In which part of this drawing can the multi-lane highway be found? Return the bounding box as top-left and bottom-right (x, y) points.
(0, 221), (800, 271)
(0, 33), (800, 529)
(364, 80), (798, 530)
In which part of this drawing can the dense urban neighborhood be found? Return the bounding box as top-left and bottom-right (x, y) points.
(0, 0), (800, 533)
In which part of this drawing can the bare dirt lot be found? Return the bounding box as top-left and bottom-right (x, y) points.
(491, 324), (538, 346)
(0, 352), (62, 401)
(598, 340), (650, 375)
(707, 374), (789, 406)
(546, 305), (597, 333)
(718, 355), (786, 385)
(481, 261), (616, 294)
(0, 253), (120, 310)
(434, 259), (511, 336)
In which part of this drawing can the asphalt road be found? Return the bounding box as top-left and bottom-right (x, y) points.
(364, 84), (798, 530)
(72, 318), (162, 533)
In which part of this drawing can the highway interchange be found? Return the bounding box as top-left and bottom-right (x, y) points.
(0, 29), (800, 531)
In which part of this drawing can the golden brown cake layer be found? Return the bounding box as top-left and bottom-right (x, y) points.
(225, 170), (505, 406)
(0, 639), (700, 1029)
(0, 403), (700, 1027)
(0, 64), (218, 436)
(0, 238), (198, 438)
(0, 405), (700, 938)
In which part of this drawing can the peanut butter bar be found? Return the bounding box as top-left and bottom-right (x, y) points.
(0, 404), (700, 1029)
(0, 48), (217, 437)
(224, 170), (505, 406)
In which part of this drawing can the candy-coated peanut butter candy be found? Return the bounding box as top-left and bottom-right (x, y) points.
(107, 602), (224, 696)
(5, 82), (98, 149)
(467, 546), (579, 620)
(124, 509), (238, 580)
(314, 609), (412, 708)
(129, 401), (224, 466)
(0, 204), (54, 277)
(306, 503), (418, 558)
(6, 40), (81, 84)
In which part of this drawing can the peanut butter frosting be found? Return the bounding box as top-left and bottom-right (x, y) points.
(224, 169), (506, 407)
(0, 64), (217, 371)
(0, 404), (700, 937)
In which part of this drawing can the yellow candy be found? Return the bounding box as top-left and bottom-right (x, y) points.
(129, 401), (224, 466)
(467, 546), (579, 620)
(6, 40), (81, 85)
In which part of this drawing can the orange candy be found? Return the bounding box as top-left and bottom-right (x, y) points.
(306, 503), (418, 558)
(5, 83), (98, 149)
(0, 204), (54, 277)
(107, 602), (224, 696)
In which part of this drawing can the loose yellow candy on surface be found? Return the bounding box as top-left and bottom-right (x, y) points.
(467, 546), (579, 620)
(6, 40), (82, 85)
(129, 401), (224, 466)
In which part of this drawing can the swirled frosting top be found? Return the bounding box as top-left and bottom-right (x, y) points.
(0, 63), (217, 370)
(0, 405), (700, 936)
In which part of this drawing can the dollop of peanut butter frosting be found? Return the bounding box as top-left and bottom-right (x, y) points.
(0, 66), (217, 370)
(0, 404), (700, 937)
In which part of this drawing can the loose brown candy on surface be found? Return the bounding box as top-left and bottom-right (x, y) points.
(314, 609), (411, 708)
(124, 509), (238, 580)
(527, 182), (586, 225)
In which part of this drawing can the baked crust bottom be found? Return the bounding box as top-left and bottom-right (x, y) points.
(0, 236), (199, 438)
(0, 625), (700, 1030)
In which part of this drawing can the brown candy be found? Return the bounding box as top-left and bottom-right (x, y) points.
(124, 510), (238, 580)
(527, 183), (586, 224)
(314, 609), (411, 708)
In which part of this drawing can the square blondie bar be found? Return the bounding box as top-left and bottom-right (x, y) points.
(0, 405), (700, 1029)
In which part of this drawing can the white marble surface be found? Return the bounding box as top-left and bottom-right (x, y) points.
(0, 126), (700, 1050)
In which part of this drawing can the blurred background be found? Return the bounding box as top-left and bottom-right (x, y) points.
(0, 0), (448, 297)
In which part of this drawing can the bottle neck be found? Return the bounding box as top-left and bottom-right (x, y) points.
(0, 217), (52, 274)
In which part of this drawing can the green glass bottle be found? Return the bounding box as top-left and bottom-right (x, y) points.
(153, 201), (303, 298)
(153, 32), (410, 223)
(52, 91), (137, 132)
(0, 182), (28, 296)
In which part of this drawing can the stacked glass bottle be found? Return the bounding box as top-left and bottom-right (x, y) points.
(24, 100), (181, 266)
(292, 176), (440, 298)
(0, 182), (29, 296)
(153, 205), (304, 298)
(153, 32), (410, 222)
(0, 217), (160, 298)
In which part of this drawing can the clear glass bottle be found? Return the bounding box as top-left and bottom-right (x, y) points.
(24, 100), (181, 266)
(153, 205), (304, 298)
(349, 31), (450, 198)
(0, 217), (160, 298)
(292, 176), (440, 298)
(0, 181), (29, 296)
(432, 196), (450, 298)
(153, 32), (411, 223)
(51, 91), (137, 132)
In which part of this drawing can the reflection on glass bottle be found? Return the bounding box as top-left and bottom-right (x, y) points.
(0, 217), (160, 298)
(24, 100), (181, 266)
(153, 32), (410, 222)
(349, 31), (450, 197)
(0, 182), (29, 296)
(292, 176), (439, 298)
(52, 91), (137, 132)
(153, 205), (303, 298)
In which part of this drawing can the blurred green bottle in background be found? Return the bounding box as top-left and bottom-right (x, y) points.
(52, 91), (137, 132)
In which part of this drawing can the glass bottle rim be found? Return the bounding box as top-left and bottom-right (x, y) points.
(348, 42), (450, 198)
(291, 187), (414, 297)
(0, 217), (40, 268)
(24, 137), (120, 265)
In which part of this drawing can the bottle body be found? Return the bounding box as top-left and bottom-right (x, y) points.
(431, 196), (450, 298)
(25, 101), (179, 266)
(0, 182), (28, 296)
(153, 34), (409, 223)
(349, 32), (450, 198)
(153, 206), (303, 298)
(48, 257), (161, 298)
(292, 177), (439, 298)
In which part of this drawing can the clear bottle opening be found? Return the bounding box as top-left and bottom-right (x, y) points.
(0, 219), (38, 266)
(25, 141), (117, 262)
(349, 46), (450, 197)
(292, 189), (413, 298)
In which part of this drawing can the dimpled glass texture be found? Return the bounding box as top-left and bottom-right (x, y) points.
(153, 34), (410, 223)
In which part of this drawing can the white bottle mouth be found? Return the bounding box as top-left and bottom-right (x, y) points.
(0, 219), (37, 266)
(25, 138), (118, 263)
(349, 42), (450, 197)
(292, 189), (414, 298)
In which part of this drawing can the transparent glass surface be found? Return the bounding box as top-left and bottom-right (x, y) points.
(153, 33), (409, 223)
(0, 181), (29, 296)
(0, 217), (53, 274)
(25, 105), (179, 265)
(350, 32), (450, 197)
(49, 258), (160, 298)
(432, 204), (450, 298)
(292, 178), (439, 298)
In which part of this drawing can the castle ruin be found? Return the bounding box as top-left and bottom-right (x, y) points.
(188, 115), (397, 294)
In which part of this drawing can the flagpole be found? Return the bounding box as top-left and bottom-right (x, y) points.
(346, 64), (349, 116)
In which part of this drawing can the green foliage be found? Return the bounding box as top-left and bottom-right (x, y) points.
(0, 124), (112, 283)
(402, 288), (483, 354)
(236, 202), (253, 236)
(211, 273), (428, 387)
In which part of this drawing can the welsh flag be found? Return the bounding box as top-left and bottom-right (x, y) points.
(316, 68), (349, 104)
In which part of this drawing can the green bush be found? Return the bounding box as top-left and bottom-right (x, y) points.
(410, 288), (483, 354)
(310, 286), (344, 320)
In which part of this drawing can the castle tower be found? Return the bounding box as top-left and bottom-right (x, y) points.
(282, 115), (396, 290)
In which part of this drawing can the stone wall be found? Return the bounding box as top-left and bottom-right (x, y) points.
◆ ◆ ◆
§ **Your objective**
Please shift every coordinate in the answers by adding 87 to each number, and write out again the part of the material that opens with the line containing "In which part of this drawing can the bare" and closes with the line containing "(72, 318), (162, 533)", requests included.

§ **Response**
In which part of this drawing can the bare dirt lot be found? Return the bounding box as top-left and bottom-right (x, y) points.
(578, 411), (625, 433)
(87, 439), (149, 488)
(685, 427), (737, 462)
(794, 461), (876, 493)
(633, 392), (684, 420)
(805, 442), (873, 472)
(568, 348), (703, 381)
(87, 340), (207, 397)
(521, 346), (598, 423)
In which part of this drawing can the asphalt road be found? Return the bounding box as top-left and bottom-right (x, y) points.
(451, 171), (885, 617)
(159, 405), (249, 620)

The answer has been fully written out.